Collected data
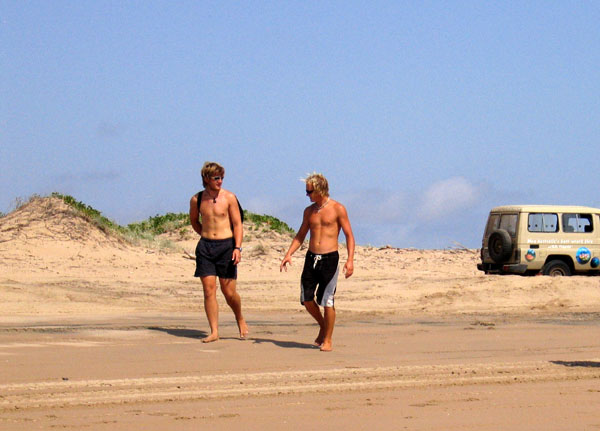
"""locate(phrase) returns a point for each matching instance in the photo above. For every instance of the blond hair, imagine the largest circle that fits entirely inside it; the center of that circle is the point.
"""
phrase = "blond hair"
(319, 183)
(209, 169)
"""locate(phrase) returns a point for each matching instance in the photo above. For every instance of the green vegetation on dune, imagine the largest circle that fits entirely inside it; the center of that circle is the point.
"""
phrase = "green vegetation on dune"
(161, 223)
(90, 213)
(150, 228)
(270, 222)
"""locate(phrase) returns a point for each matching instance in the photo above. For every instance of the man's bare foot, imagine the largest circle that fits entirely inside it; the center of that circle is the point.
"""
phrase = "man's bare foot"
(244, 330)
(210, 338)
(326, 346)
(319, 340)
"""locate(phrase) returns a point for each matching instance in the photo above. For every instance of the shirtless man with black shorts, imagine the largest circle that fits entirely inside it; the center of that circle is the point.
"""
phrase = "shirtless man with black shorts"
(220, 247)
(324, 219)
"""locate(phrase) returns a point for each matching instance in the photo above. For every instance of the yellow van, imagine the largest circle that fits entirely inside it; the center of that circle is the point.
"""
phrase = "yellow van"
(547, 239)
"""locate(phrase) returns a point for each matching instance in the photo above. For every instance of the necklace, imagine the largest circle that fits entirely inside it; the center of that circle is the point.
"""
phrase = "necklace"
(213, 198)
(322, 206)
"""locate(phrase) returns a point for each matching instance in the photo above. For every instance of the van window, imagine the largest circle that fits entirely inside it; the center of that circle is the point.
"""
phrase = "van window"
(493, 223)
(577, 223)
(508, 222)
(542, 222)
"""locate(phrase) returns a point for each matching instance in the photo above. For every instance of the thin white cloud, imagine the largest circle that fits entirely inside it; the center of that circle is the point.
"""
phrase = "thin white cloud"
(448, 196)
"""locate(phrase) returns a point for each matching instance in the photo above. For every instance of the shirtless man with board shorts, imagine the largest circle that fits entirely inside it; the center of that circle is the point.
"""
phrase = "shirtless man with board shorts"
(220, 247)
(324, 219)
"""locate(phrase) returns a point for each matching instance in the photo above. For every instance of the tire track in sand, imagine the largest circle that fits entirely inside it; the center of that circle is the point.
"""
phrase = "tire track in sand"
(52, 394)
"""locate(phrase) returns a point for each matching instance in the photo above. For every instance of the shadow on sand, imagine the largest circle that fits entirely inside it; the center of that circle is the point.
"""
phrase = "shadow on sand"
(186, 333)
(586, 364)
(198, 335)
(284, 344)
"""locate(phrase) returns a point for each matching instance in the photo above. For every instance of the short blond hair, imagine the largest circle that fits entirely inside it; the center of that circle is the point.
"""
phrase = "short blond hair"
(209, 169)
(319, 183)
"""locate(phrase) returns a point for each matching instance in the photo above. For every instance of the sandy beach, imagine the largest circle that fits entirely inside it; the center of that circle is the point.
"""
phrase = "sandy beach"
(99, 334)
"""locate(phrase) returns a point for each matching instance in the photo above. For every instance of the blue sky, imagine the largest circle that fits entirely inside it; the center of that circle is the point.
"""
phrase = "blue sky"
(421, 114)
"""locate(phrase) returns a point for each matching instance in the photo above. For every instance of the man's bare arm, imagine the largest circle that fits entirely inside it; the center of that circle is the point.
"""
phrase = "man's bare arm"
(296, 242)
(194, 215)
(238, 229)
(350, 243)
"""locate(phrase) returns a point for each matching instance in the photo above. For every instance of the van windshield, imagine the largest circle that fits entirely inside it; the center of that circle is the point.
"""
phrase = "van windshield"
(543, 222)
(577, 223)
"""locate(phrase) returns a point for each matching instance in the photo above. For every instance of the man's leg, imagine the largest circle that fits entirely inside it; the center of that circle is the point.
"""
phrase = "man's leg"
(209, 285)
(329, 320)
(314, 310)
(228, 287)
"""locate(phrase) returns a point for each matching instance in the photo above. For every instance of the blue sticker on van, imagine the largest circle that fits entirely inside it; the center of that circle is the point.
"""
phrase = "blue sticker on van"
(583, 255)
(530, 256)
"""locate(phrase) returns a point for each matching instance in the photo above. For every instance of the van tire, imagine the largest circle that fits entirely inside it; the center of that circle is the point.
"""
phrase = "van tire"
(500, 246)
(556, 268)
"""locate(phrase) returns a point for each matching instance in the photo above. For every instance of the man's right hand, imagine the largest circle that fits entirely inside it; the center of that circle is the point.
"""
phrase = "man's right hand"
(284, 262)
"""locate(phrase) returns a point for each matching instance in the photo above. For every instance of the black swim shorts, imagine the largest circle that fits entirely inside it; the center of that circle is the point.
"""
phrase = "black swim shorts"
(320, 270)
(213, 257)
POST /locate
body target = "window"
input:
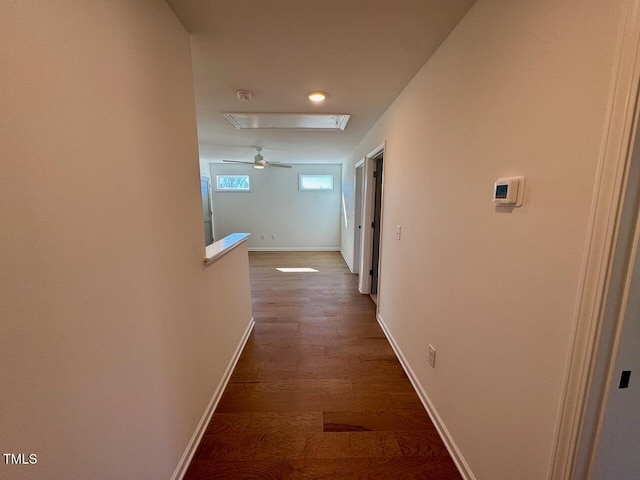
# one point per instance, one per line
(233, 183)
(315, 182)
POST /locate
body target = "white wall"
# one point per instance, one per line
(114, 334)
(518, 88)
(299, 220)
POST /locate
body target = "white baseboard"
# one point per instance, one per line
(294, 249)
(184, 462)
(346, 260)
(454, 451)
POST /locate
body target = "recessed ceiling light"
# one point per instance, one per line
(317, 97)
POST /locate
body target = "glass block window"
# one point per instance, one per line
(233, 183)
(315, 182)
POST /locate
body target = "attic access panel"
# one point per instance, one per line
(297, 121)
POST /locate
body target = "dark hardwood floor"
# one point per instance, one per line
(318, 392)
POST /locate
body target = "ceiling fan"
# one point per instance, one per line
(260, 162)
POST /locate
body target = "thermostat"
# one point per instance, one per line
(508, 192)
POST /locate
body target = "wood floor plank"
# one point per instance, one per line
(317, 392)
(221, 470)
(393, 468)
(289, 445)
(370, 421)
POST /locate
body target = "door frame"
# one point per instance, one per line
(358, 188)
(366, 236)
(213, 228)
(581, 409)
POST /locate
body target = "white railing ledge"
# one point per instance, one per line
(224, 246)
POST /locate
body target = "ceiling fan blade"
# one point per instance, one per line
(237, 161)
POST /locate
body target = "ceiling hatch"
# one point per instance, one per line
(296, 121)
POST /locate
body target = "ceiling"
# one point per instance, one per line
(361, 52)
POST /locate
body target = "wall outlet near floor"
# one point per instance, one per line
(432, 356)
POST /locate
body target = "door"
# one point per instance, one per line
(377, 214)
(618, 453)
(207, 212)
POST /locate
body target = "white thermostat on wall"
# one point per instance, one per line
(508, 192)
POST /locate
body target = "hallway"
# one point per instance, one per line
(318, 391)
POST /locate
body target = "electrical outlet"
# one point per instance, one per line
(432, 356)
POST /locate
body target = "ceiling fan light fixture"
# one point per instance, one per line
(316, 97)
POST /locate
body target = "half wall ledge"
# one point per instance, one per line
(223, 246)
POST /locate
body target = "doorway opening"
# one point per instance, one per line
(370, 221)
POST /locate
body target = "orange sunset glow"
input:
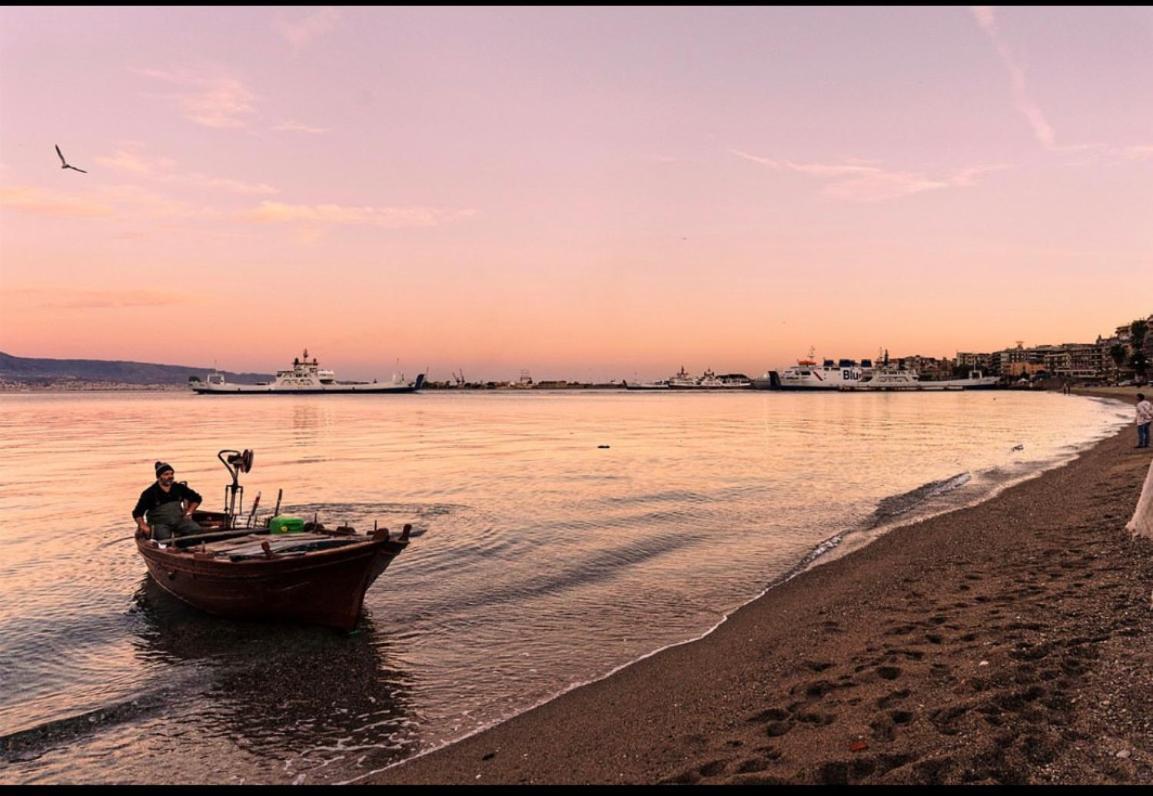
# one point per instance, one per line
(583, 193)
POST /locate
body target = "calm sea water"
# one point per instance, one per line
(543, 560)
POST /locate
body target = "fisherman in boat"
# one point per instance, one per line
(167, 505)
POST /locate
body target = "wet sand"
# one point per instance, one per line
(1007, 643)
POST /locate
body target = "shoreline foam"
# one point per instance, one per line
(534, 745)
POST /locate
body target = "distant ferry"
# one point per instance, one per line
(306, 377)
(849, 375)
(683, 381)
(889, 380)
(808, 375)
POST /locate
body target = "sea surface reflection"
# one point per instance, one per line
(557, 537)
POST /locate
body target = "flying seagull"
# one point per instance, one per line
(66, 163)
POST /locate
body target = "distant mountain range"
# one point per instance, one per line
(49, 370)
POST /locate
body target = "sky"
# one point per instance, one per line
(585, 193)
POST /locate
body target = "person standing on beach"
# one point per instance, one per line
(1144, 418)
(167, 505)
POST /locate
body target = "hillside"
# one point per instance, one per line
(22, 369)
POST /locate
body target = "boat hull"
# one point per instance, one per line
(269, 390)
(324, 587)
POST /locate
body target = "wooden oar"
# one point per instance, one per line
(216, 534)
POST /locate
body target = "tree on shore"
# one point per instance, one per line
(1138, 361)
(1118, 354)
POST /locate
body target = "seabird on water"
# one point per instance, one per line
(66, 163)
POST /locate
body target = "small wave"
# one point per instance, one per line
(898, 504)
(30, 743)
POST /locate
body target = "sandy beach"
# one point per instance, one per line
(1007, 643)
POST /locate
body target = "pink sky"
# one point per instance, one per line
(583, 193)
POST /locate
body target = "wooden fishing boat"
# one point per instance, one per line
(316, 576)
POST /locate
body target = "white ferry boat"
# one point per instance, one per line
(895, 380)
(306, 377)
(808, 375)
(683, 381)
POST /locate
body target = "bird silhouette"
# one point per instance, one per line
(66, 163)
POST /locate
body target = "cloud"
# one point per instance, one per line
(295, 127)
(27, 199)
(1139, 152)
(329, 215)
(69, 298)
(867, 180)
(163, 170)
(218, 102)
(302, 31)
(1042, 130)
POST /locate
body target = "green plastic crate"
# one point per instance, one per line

■ **AIM OF THE TASK**: Locate the lines above that hold the word "water". Show every one of them.

■ **THE ANSWER**:
body target = "calm sea water"
body target = "seabird on water"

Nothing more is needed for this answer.